[Exercise goal]
Please put every line of the listing below into a Markdown table with the columns "Row" and "Line", numbering the rows and skipping blank lines. Leave the pictures out of the answer.

--- START OF Data shown ---

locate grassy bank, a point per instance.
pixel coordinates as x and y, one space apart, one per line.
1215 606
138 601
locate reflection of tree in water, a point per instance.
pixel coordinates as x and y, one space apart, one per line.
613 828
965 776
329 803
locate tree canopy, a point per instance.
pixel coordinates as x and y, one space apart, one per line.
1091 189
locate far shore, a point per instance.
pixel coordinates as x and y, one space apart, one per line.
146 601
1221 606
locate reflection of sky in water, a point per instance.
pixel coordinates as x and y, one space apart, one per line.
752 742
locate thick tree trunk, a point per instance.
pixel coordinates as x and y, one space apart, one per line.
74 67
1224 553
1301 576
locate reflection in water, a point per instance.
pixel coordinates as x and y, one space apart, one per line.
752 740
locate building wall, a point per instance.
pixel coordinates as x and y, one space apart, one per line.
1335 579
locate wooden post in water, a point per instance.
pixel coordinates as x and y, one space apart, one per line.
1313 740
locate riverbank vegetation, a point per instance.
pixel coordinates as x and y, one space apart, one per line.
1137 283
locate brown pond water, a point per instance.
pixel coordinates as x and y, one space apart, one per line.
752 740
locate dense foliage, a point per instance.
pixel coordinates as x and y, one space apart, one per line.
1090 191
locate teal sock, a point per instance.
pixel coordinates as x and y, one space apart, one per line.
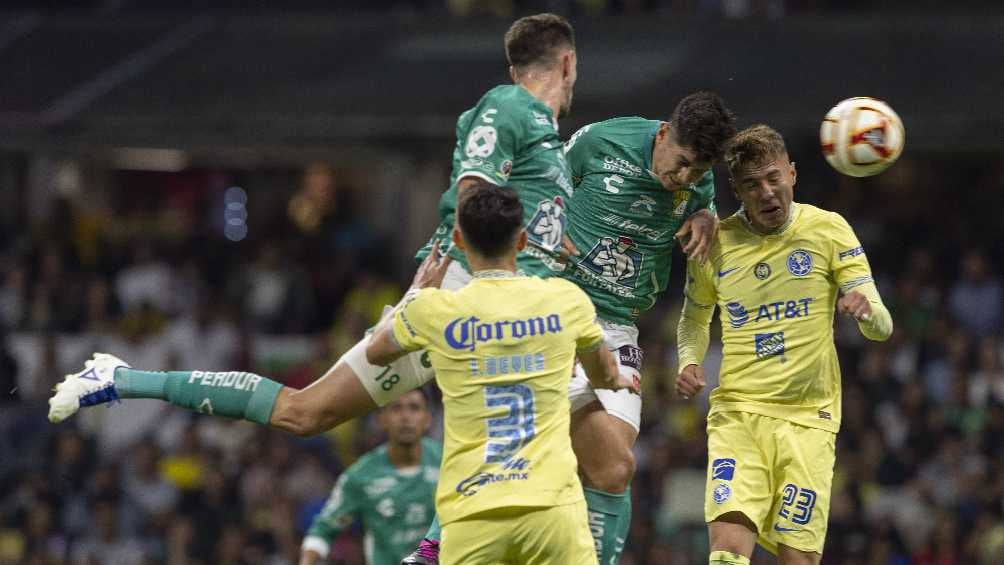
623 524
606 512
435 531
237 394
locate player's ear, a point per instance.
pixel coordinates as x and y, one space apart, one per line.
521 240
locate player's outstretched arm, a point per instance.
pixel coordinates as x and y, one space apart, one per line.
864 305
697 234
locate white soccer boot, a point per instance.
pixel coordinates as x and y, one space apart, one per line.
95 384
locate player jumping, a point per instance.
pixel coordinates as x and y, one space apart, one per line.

--- END OF Data shown ---

[Expected output]
| Row | Line |
|---|---|
| 1 | locate grassy bank, a point per instance. |
| 2 | pixel coordinates as x and y, one space apart, one per line. |
| 3 | 1215 606 |
| 4 | 138 601 |
| 5 | locate reflection of tree in water, a point per instance. |
| 6 | pixel coordinates as x and y, one space apart, one per line. |
| 7 | 613 828 |
| 8 | 965 776 |
| 9 | 329 803 |
| 10 | locate tree canopy, a point per instance. |
| 11 | pixel coordinates as x and y, one space apart, one per line. |
| 12 | 1091 189 |
| 13 | locate far shore, a point per instance. |
| 14 | pixel coordinates as x and y, one space apart, one per line. |
| 15 | 146 601 |
| 16 | 1221 606 |
| 17 | locate reflection of sky in water, a point per instance. |
| 18 | pixel coordinates as x and y, one space apart, one per line. |
| 19 | 752 742 |
| 20 | locate thick tree trunk, a point per instance. |
| 21 | pixel coordinates as x and y, one space apart, one per line. |
| 22 | 74 67 |
| 23 | 1224 553 |
| 24 | 1301 576 |
| 25 | locate reflection in water, a point per instance. |
| 26 | pixel coordinates as x and y, one space apart, one per line. |
| 27 | 752 740 |
| 28 | locate building wall, a point per instance. |
| 29 | pixel coordinates as x and y, one space apart, one per line. |
| 30 | 1335 579 |
| 31 | locate wooden post in water, a point per instance. |
| 32 | pixel coordinates as x and y, one space apart, one per line. |
| 33 | 1313 740 |
| 34 | locate riverbank vegetation, a point per instance. |
| 35 | pixel coordinates as x and y, one space apart, one per line. |
| 36 | 1137 283 |
| 37 | locate brown pond water, a point per instance. |
| 38 | pixel coordinates as x and y, one space apart, one per line. |
| 39 | 752 740 |
| 40 | locate dense foliage, a point per instance. |
| 41 | pixel coordinates as x and y, one space apart, one per line. |
| 42 | 1090 191 |
| 43 | locate teal sock, a point per instance. |
| 44 | pixel coordinates as x and y, one space apart, one per line. |
| 45 | 623 524 |
| 46 | 606 512 |
| 47 | 435 531 |
| 48 | 237 394 |
| 49 | locate player's ear, a point per instance. |
| 50 | pixel coordinates as x and y, one space apart, one per line. |
| 51 | 521 240 |
| 52 | locate player's outstretched arm, a point per instance. |
| 53 | pixel coordinates as x and y, one space apart, one per line. |
| 54 | 864 305 |
| 55 | 697 234 |
| 56 | locate white soccer boot, a point per instance. |
| 57 | pixel coordinates as x and y, one space apart, one per line. |
| 58 | 95 384 |
| 59 | locate player jumping, a point per instance. |
| 60 | pixel coordinates as x and y, one space apart, one per line. |